* [Document segment]
━━━━━━━━
Homework Assignment #6

Spring 2010 EE 477

Due April 20, 2010 11:59 PM, online

Solutions will be posted morning of April 21

Assume lambda is .125 microns. Assume Vdd is 2.5v. Tox = 57 angstroms for thinox, and 5000 angstroms for thick oxide. Metal thickness is 0.50 microns. You can use these values for transistor betas: βn (beta)= 219.4 W/L μ A(microamps)/V² and βp (beta)= 51 W/L μ A/V² . R_s = 4 ohms for poly.

1(10 %). A 2-input NOR gate drives an inverter through a long wire and a transmission gate is placed 1/4 of the way along the wire. C_Dn = C_Dp = 5 ff for each source and drain, and C_gn = C_gp = 20 ff, R_chn = 1000 ohms and R_chp = 4300 ohms, and the wire has resistance R_int = 100 ohms and capacitance C_int = 8 ff. Compare the rise and fall times at the input to the inverter using lumped time constants.

2 (8 %). An NMOS transistor has gate capacitance C_g= 17 ff when V_gs = 2.5 V and the transistor is in saturation. Approximate the gate capacitance when V_gs = 0.0 V.
━━━━━━━━
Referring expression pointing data
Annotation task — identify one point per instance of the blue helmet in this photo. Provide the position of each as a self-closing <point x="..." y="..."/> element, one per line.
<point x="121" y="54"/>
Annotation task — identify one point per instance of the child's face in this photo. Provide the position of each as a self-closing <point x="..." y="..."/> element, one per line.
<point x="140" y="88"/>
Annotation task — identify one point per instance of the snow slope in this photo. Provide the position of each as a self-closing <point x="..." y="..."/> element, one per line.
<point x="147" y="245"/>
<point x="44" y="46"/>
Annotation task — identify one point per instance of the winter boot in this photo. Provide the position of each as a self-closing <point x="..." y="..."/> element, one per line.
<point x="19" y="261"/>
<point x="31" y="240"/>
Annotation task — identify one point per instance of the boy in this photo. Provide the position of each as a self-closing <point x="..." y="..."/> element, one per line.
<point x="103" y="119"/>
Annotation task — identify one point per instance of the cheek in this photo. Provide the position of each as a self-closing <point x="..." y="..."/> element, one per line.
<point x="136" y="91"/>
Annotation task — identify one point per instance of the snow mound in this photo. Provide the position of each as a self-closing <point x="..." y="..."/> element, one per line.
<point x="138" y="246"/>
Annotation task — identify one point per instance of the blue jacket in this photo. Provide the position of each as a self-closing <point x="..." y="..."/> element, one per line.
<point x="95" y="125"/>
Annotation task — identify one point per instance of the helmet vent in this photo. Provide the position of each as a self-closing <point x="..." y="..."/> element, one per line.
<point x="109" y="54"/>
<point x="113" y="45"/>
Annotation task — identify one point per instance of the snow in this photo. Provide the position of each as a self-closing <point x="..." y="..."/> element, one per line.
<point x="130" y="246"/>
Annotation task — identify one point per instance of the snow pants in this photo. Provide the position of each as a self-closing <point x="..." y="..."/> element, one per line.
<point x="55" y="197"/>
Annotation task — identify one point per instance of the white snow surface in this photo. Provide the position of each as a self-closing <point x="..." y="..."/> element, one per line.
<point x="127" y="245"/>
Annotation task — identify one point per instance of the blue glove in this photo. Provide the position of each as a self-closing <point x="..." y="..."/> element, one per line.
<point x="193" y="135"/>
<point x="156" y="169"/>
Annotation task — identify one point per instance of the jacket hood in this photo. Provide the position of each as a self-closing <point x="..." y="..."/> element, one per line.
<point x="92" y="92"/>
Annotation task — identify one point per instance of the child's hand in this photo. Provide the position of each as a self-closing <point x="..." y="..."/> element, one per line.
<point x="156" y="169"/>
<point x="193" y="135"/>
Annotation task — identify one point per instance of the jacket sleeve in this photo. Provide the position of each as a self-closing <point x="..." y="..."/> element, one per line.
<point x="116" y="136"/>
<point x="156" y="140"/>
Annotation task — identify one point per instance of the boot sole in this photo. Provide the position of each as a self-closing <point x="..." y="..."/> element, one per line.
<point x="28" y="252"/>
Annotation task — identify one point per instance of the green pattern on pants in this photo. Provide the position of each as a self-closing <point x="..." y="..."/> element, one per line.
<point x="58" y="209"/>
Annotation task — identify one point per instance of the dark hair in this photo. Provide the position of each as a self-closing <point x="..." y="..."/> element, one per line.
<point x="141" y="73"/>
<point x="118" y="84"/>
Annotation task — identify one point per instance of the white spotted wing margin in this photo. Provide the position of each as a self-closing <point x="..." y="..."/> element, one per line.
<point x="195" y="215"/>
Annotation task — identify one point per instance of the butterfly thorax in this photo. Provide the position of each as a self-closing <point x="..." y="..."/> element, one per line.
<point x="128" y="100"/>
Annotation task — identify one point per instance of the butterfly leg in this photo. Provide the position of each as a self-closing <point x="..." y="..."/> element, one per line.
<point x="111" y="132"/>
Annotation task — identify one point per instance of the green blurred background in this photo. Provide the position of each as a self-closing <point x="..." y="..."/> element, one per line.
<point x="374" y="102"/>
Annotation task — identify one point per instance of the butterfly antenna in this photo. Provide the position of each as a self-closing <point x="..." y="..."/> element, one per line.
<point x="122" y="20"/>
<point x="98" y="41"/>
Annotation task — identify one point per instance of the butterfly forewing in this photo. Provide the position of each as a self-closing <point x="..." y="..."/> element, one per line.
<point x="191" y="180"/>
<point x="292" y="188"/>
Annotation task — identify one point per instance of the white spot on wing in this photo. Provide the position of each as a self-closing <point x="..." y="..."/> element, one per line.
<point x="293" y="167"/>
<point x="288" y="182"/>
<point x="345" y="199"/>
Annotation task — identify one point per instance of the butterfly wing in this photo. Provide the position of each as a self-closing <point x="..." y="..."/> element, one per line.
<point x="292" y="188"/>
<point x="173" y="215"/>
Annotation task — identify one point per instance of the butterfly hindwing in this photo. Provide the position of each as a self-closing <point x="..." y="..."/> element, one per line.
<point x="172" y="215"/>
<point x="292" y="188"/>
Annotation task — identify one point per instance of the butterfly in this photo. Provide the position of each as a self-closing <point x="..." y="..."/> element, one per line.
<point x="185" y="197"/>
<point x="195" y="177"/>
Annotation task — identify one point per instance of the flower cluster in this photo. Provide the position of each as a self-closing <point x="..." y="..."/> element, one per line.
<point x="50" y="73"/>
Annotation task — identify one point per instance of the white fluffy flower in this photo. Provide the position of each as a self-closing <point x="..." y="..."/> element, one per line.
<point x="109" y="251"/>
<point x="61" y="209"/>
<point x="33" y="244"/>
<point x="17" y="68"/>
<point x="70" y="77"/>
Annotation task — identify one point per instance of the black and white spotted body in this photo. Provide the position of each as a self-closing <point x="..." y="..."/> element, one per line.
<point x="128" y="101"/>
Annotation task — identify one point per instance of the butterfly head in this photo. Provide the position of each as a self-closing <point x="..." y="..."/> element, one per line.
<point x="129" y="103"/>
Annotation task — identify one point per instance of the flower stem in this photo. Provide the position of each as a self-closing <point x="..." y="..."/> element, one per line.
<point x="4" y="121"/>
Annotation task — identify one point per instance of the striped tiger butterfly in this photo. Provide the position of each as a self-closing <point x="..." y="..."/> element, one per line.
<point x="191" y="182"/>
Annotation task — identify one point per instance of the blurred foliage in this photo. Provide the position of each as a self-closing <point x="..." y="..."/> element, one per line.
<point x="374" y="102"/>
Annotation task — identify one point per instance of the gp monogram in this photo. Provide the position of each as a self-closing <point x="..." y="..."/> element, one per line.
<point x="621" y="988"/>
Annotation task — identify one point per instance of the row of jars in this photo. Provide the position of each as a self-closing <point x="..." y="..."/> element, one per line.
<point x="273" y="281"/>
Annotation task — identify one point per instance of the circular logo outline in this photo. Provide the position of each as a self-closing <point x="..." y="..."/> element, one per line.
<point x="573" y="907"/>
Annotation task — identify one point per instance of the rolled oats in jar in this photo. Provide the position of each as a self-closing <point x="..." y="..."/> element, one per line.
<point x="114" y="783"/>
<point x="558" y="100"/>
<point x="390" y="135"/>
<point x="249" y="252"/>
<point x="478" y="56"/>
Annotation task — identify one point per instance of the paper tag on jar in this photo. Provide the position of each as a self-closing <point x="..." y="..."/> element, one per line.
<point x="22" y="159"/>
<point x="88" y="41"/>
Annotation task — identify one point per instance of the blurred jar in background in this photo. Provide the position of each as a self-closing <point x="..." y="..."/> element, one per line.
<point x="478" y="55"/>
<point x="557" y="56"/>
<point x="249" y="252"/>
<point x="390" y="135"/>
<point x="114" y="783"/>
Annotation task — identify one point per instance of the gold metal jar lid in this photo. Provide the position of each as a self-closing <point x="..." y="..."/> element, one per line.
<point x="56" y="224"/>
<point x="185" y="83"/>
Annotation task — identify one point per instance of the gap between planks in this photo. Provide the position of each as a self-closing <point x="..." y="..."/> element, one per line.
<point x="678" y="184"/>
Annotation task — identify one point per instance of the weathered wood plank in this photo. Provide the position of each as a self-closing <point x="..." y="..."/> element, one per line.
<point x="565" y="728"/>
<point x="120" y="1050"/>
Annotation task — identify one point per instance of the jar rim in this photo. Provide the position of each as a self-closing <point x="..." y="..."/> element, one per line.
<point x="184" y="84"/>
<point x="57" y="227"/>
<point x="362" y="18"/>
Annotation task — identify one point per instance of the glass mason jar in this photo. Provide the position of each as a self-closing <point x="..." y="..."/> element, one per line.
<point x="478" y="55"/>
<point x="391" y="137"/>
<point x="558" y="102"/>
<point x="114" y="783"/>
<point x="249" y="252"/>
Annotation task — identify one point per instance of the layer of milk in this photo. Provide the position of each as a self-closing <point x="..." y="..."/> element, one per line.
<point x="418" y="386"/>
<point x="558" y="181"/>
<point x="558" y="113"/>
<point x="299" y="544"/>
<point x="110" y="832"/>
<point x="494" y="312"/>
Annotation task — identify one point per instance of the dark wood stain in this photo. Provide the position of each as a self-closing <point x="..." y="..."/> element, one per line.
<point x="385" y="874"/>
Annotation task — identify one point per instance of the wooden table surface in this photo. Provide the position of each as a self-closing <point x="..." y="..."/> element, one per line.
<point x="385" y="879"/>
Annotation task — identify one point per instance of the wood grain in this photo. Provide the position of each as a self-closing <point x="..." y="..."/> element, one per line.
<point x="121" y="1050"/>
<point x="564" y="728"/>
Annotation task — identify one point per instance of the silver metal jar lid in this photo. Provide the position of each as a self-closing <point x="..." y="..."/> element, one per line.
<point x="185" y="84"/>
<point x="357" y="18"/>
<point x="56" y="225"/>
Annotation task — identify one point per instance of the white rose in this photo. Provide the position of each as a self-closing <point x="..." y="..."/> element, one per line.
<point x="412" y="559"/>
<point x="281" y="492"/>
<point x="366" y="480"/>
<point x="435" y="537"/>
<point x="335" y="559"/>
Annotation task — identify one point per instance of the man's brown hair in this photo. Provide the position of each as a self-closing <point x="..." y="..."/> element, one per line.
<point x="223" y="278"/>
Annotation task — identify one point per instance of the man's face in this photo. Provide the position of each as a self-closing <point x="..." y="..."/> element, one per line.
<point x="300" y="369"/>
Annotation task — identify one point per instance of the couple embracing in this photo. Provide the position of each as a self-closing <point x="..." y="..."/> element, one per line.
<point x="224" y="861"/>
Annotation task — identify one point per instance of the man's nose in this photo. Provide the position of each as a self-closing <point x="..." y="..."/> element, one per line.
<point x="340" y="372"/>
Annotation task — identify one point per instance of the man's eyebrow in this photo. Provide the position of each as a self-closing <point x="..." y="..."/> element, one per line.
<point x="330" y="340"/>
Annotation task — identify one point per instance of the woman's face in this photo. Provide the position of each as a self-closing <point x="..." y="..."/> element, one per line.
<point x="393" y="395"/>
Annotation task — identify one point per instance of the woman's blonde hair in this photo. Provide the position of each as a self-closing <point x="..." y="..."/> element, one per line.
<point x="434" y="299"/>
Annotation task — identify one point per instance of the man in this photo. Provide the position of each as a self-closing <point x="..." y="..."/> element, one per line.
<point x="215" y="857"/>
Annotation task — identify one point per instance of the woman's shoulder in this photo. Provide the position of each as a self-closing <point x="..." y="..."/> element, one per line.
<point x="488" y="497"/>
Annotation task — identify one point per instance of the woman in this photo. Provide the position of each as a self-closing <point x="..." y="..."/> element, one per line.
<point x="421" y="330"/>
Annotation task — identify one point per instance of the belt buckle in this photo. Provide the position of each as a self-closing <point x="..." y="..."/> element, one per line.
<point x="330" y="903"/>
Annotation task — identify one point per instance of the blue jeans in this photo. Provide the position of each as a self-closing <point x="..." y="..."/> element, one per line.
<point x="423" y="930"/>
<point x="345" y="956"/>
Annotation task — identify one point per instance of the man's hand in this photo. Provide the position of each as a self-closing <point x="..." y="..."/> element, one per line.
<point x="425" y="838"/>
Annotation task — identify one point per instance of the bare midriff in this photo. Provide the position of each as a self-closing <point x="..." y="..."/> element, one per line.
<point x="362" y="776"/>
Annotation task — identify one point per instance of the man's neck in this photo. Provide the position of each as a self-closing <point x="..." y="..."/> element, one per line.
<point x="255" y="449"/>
━━━━━━━━
* [What to produce] Copy the part of the homework assignment starting with "Assume lambda is" and going on through "ohms for poly.".

* [Answer for the task]
Assume lambda is .125 microns. Assume Vdd is 2.5v. Tox = 57 angstroms for thinox, and 5000 angstroms for thick oxide. Metal thickness is 0.50 microns. You can use these values for transistor betas: βn (beta)= 219.4 W/L μ A(microamps)/V² and βp (beta)= 51 W/L μ A/V² . R_s = 4 ohms for poly.